» 提供文章:
家康が築いた幻の湖城「膳所城」をデジタル技術で復元!クラファンで支援募集中
立命館大学学生とCAD ASSISTが、明治維新で廃城となった膳所(ぜぜ)城を、VR(仮想現実)やAR(拡張現実)で甦らせる産学連携プロジェクト「膳所城VR Lab.」を実施!資金調達のため、クラウドファンディングサイト・CAMPFIREにて支援を募集中だ。
家康が築いた風光明媚な湖城
膳所城は、「関ケ原の合戦」の翌年1601年に、徳川家康の命により、近江生まれの戦国大名で築城の名手・藤堂高虎が、大津市の琵琶湖畔に築き上げた城。関ケ原の戦いで落城した大津城から大部分が移築され、「瀬田の唐橋(からはし)唐金擬宝珠(からかねぎぼし)、水に映るは膳所の城」とうたわれた風光明媚な城は、日本三大湖城にも数えられている。

» 記述課題: 膳所城の復元プロジェクトを紹介する文章を、一字も変えずに全文書き写してください。 データはこの作業にまったく関係しません。

» 提供データ:
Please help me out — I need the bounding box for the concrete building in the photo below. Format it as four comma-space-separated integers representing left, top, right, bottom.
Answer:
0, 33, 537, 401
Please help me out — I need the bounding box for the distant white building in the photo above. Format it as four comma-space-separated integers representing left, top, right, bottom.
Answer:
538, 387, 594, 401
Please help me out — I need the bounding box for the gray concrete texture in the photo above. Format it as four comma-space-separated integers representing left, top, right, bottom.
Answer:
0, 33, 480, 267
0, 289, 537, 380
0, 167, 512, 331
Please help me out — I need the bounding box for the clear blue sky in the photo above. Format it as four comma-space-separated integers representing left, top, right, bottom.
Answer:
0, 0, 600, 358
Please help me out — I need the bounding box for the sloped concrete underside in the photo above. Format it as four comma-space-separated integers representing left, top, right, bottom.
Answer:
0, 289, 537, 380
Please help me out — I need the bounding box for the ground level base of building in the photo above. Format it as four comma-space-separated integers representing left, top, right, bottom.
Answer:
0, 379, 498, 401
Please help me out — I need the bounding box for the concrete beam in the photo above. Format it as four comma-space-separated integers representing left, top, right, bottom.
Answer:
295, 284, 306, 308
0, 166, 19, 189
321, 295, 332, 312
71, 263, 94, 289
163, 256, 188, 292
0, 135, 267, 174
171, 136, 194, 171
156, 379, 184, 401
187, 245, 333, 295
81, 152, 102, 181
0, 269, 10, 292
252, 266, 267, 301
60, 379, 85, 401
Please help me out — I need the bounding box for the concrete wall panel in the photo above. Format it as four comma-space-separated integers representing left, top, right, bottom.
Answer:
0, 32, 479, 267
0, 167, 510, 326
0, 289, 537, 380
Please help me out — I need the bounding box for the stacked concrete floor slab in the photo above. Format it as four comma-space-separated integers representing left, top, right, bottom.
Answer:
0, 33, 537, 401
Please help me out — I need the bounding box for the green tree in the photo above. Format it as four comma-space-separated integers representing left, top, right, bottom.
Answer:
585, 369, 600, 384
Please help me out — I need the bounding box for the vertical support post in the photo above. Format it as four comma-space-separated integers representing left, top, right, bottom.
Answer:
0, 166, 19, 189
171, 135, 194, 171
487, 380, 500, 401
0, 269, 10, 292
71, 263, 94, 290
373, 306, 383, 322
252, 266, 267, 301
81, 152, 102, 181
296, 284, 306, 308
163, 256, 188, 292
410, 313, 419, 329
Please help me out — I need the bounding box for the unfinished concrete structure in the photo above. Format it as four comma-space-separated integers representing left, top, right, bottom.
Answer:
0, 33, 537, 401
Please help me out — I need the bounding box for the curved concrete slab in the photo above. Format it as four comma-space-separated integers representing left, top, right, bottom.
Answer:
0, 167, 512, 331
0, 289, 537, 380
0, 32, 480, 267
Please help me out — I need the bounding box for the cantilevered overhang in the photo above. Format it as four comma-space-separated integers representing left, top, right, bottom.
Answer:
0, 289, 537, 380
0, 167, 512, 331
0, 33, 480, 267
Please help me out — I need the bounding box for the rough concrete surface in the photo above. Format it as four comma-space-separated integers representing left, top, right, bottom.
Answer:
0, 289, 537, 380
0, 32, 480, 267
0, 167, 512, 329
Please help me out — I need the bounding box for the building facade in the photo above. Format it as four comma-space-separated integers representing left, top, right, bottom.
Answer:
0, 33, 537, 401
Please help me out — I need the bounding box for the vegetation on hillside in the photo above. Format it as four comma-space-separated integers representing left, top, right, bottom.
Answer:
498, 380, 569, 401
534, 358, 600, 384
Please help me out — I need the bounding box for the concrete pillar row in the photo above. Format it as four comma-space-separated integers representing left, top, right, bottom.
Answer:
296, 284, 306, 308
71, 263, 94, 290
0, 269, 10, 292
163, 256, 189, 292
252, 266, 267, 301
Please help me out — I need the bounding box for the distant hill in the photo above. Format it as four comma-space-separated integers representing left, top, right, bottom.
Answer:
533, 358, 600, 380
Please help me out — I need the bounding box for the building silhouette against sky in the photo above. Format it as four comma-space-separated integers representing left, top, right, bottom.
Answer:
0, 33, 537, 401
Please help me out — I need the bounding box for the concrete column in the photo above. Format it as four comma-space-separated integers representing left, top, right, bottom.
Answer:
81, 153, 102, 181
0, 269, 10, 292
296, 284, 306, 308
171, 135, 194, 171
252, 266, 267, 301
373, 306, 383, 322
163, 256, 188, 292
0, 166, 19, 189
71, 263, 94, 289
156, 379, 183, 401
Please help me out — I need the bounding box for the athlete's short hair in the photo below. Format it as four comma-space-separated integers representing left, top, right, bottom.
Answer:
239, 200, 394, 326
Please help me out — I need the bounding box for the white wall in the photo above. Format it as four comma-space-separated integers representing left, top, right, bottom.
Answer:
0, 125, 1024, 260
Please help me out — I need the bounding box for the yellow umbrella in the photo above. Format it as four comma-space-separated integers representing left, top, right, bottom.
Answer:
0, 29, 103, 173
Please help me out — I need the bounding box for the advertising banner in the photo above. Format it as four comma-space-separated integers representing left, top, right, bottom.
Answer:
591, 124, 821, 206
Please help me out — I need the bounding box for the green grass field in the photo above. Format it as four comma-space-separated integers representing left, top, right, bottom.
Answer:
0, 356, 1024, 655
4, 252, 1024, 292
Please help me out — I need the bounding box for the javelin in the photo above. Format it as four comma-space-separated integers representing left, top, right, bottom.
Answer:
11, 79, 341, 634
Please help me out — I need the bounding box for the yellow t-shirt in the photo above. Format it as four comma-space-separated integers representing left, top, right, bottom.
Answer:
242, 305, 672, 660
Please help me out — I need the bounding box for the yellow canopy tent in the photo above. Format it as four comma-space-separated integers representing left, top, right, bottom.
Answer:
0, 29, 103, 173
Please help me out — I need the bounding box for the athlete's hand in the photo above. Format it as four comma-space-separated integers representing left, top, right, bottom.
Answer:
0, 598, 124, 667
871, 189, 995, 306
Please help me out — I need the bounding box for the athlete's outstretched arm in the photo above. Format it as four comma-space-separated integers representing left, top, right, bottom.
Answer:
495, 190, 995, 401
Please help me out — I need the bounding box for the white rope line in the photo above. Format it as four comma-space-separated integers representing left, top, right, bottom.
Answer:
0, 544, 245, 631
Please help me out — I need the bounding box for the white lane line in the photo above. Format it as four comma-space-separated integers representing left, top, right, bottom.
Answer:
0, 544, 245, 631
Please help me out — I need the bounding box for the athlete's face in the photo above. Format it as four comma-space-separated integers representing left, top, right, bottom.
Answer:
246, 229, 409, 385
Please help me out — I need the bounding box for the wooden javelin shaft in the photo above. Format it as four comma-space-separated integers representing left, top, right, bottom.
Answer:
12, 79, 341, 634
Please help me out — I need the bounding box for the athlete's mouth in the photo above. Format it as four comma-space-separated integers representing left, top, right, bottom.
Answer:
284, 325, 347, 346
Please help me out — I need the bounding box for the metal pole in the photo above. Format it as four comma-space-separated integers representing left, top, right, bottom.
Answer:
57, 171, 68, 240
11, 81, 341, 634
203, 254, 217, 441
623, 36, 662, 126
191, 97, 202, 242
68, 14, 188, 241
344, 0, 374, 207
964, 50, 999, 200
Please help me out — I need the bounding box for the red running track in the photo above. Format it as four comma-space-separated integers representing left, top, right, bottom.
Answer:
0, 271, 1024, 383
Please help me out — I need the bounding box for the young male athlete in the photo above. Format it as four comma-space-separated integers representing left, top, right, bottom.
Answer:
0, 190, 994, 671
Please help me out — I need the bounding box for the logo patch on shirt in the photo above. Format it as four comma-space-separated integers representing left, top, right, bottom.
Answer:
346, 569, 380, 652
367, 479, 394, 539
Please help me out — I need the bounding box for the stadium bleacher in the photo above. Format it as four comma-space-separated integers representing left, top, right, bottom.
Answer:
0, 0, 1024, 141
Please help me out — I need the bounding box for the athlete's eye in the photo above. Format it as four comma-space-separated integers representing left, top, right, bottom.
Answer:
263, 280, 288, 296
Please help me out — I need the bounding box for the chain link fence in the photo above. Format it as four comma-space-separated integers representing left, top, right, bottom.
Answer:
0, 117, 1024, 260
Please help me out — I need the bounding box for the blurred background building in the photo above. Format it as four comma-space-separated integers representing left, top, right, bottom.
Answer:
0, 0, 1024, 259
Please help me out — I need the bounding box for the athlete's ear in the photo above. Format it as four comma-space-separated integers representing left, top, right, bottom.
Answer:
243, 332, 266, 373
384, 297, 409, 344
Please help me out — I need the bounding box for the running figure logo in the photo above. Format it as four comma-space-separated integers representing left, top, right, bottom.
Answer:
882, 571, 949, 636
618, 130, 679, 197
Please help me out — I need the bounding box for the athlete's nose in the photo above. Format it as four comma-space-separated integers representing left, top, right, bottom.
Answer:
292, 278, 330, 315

» 回答:
家康が築いた幻の湖城「膳所城」をデジタル技術で復元!クラファンで支援募集中
立命館大学学生とCAD ASSISTが、明治維新で廃城となった膳所(ぜぜ)城を、VR(仮想現実)やAR(拡張現実)で甦らせる産学連携プロジェクト「膳所城VR Lab.」を実施!資金調達のため、クラウドファンディングサイト・CAMPFIREにて支援を募集中だ。
家康が築いた風光明媚な湖城
膳所城は、「関ケ原の合戦」の翌年1601年に、徳川家康の命により、近江生まれの戦国大名で築城の名手・藤堂高虎が、大津市の琵琶湖畔に築き上げた城。関ケ原の戦いで落城した大津城から大部分が移築され、「瀬田の唐橋(からはし)唐金擬宝珠(からかねぎぼし)、水に映るは膳所の城」とうたわれた風光明媚な城は、日本三大湖城にも数えられている。